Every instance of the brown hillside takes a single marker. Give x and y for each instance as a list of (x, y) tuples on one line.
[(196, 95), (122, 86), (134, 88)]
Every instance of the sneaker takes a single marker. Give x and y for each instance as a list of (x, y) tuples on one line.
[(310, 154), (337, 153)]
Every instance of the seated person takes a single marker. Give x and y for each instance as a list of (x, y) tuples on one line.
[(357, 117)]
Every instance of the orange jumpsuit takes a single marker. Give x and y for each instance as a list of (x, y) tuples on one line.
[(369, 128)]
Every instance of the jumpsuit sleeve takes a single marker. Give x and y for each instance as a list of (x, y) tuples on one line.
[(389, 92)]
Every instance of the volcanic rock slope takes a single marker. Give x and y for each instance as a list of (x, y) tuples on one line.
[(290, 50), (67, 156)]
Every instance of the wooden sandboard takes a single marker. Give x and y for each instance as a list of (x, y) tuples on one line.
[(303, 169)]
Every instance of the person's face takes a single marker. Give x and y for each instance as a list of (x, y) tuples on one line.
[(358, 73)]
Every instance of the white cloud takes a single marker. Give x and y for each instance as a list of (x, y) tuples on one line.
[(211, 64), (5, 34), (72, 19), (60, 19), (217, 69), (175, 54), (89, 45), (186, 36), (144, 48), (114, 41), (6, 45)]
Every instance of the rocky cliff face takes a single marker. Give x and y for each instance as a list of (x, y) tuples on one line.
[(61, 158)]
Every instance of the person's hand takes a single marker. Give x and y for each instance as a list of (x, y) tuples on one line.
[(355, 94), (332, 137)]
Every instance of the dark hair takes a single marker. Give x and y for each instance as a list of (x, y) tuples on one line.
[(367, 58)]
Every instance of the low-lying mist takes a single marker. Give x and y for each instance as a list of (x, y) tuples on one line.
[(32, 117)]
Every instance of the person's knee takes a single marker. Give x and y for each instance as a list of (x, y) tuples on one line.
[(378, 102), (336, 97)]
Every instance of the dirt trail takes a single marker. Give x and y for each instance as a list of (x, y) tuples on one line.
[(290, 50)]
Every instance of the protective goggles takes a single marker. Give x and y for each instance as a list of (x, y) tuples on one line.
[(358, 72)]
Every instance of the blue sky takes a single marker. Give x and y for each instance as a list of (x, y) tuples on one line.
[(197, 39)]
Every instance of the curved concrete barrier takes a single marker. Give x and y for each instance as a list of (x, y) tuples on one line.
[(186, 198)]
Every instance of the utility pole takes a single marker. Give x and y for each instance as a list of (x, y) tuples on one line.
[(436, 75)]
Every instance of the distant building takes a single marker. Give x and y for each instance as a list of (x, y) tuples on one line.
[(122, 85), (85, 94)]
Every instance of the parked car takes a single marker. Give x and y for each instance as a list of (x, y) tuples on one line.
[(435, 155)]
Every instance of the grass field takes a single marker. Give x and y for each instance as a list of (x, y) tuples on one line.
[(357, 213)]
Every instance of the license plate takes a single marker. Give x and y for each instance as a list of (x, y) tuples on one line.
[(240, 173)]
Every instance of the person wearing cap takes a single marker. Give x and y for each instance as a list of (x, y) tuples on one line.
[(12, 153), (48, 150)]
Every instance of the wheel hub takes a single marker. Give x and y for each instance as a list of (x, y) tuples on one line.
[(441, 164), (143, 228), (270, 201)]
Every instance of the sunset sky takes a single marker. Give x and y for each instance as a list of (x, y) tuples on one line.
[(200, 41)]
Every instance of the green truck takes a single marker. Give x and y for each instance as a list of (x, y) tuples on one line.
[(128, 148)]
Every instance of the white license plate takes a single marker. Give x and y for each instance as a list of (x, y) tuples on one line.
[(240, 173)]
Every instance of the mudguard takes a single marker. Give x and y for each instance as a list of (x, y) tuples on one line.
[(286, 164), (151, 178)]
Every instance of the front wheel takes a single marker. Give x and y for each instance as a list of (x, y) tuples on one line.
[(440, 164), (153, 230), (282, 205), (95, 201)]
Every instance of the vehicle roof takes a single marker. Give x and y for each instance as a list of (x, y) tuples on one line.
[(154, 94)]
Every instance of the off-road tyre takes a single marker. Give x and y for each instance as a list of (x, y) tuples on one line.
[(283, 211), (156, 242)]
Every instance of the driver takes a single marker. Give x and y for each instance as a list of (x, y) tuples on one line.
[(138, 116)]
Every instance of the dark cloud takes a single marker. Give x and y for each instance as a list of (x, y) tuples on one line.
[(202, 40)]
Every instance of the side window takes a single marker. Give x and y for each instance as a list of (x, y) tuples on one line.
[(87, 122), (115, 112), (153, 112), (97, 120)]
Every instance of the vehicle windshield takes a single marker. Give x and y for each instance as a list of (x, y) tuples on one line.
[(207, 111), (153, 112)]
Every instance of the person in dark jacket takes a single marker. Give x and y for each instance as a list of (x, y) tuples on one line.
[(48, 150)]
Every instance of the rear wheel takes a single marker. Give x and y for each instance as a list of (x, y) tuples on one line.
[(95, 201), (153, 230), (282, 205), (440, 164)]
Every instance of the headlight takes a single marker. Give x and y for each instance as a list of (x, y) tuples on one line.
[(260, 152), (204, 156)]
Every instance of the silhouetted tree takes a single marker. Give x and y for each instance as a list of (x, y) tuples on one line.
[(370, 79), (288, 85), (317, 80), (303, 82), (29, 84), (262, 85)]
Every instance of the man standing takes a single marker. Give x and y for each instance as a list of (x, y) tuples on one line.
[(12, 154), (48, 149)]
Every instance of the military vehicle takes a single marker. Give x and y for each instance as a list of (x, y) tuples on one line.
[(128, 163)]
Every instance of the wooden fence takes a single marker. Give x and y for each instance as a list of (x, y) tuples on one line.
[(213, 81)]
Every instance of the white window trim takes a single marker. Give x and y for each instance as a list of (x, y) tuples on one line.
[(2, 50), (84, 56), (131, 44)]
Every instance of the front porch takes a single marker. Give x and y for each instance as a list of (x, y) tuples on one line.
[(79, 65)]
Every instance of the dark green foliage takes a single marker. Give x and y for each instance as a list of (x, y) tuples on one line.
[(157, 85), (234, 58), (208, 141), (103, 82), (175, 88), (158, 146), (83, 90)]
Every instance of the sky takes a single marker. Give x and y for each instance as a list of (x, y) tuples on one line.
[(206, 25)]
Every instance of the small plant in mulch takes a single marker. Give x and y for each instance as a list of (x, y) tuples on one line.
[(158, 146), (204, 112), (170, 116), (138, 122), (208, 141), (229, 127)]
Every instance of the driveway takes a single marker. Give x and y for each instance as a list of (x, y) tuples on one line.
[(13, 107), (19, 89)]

■ ■ ■ ■

**PROBLEM DETAILS:**
All of the material must be reproduced exactly.

**SOLUTION BELOW:**
Every instance of the brown hillside takes a single marker. Give x and y for each instance as a list of (x, y) tuples on one line.
[(196, 95), (122, 86), (134, 88)]
Every instance of the sneaker takes a single marker. Give x and y for each instance as a list of (x, y) tuples on one line.
[(310, 154), (337, 153)]
Every instance of the seated person takes a single marker. Give x and y for each instance as a list of (x, y) tuples on one line.
[(357, 117)]
Every instance of the orange jumpsuit takes a single marker. Give x and y for each instance as a list of (x, y) tuples on one line.
[(369, 128)]
Every instance of the jumpsuit sleeve takes a single marker. Give x and y for each instance as a list of (x, y) tuples on one line.
[(389, 92)]
Every instance of the volcanic rock slope takes a single marker. Give x and y for each instance as a list of (x, y) tuples on one line.
[(290, 50), (67, 156)]
Every instance of the wooden sandboard takes a single marker. Give x and y for each instance as a list of (x, y) tuples on one line.
[(303, 169)]
Every instance of the person's face takes a single marker. Give x and y for each instance as a list of (x, y) tuples on one line.
[(358, 73)]
Every instance of the white cloud takes a single marker. Give x and y for each instance as a list of (x, y) tuples on one line.
[(211, 64), (5, 34), (72, 19), (60, 19), (217, 69), (175, 54), (89, 45), (186, 36), (144, 48), (114, 41), (6, 45)]
Every instance of the rocky cliff face takes a single marker. Give x and y for each instance as a list of (x, y) tuples on one line.
[(61, 158)]
Every instance of the person's hand takes a single marker. Give x and y for each instance as a list of (x, y) tuples on one line.
[(355, 94), (332, 137)]
Every instance of the dark hair takes a single marker. Give x and y for each instance as a list of (x, y) tuples on one line.
[(367, 58)]
Every instance of the low-lying mist takes a single marker. Give x and y for each instance as a list of (x, y) tuples on one line.
[(32, 117)]
Every instance of the person's knee takes a single marker. Give x and y for each instance as a list of (x, y) tuples on one line.
[(378, 102), (336, 97)]
Every instance of the dirt trail takes a single marker. Give x and y for each instance as a list of (x, y) tuples on one line.
[(290, 50)]
Every instance of the protective goggles takes a single marker. Give x and y for each instance as a list of (x, y) tuples on one line.
[(358, 72)]
Every instance of the blue sky takes a single marker. Give x and y for each instance as a list of (x, y) tuples on one line.
[(197, 39)]
Every instance of the curved concrete barrier takes a single marker. Give x and y for each instance as a list of (x, y) tuples on one line.
[(186, 198)]
Every instance of the utility pole takes a single marker. Give x and y for each instance as a list of (x, y) tuples on one line.
[(436, 75)]
Every instance of the distant building takes a single marker. Give x and y for each instance as a list of (x, y) tuples on one line.
[(122, 85), (85, 94)]
Every instance of the parked car takes a single marker. Give x and y for each instance as a list of (x, y) tuples on one line.
[(435, 155)]
Every instance of the grass field takes a single marker. Give x and y for each instance as a list of (x, y) tuples on one line.
[(357, 213)]
Every instance of the license plate takes a single marker. Give x and y for each instance as a list of (x, y) tuples on one line.
[(240, 173)]
Every instance of the person wearing cap takes a single marker. Give x and y for each instance as a list of (x, y) tuples on one line.
[(12, 153), (48, 150)]
Every instance of the wheel hub takes a single marker. Give x and y for each instance as a list of (x, y) tuples on one line.
[(441, 164), (143, 228), (270, 201)]
Every instance of the sunset sky takes a single marker. Give x and y for each instance as a list of (x, y) tuples on one line.
[(200, 41)]
Every instance of the green truck takes a single marker. Give x and y for each instance as a list of (x, y) tuples on one line.
[(128, 148)]
Every instance of the white license plate takes a single marker. Give x and y for each instance as a list of (x, y) tuples on one line.
[(240, 173)]
Every instance of the mudguard takes a single marker. Give x and y for each instance as a list of (x, y) tuples on one line.
[(286, 164), (151, 178)]
Every instance of the front wheel takes a single marker. Give x and y for each instance as a list of (x, y) tuples on one line.
[(440, 164), (153, 230), (282, 205), (95, 201)]
Every instance of the vehicle roof takes a single marker. Give x and y for each instance as a list of (x, y) tuples on one line.
[(154, 94)]
Every instance of the off-road tyre takes a single marker. Give x and y for each instance as a list of (x, y) tuples on one line.
[(283, 211), (156, 242)]
Every instance of the driver takes a single marker. Give x and y for each instance as a list of (x, y) tuples on one line.
[(138, 116)]
Every instance of the dark cloud takes a single marker. Give x and y for each instance as a list of (x, y) tuples on one line.
[(202, 40)]
Every instance of the side window takes a single marker. Give x and y for each instance as a list of (x, y) tuples on one line.
[(87, 122), (115, 112), (153, 112), (97, 120)]
Every instance of the vehicle windshield takes a single marker. Give x and y for each instance as a list of (x, y) tuples on one line.
[(207, 111), (153, 112)]
Every instance of the person in dark jacket takes a single marker. Give x and y for each instance as a list of (x, y) tuples on one line.
[(48, 150)]
Every instance of the rear wheel takes a single marker. Give x and y for each instance as a list of (x, y) tuples on one line.
[(95, 201), (153, 230), (282, 205), (440, 164)]
Every instance of the headlight takes a single marker. Give x and y for each instance as a list of (x, y) tuples on one line.
[(260, 152), (204, 156)]
Every instance of the silhouetted tree takes a single marker. Give x and y for each instance as a list of (x, y) tuples on one line.
[(370, 79), (288, 85), (317, 80), (303, 82), (29, 84), (262, 85)]
Every instance of the man standing takes a single marker. Give x and y for each instance as a list of (x, y) tuples on one line.
[(12, 154), (48, 149)]
Every instance of the military vehicle takes a single marker. Give x and y for each instance as a list of (x, y) tuples on one line.
[(128, 163)]
Every instance of the wooden fence takes a single marker. Give x and y for each instance as a list of (x, y) tuples on one line.
[(213, 81)]
Every instance of the white window trim takes a single marker. Give x and y for each instance as a list of (x, y) tuples on one line.
[(2, 50), (84, 56), (131, 44)]
Every instance of the front porch takes a single marker. Give x and y for each instance as a list of (x, y) tuples on one line.
[(79, 65)]
Every instance of the dark green foliage takes a single marker. Give x and y for each instance as a list of (x, y) tuples on one line.
[(157, 85), (234, 58), (208, 141), (103, 82), (175, 88), (158, 146), (83, 90)]
Every instance of the sky takes a single marker. Give x and y for each instance as a list of (x, y) tuples on one line.
[(206, 25)]
Every instance of the small plant in mulch takes a single marker. Give x and y for each instance as a list of (x, y) tuples on one line.
[(158, 146), (204, 112), (170, 116), (138, 122), (208, 141), (229, 127)]
Every instance of the driveway takes a single marker. Give x and y for each instance as a list of (x, y) tuples on one line.
[(13, 107), (19, 89)]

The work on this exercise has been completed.